▼
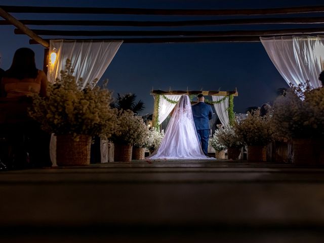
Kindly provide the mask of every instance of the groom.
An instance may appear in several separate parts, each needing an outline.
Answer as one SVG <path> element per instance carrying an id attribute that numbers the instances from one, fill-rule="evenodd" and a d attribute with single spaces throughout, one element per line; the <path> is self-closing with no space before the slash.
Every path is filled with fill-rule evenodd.
<path id="1" fill-rule="evenodd" d="M 211 106 L 205 103 L 202 94 L 199 94 L 197 97 L 198 102 L 192 106 L 193 120 L 202 151 L 206 156 L 208 156 L 208 140 L 210 130 L 209 120 L 213 117 L 213 111 Z"/>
▲
GIVEN INSTRUCTION. Present the records above as a Markdown table with the columns "Row" and "Line", giving each line its own row and omitting blank lines and pictures.

WRITTEN SOLUTION.
| Row | Line |
|---|---|
| 1 | Kindly provide the mask of every instance of the groom. |
| 2 | An instance may appear in several separate parts, each needing an outline. |
| 3 | Answer as one SVG <path> element per instance carrying an id attribute that numbers the instances from one, fill-rule="evenodd" and a d attribute with single spaces throughout, one element per line; the <path> is self-closing with no space before the slash. |
| 4 | Every path is filled with fill-rule evenodd. |
| 5 | <path id="1" fill-rule="evenodd" d="M 211 106 L 205 103 L 202 94 L 199 94 L 197 97 L 198 102 L 192 106 L 193 120 L 202 151 L 206 156 L 208 156 L 208 140 L 210 130 L 209 120 L 213 117 L 213 111 Z"/> |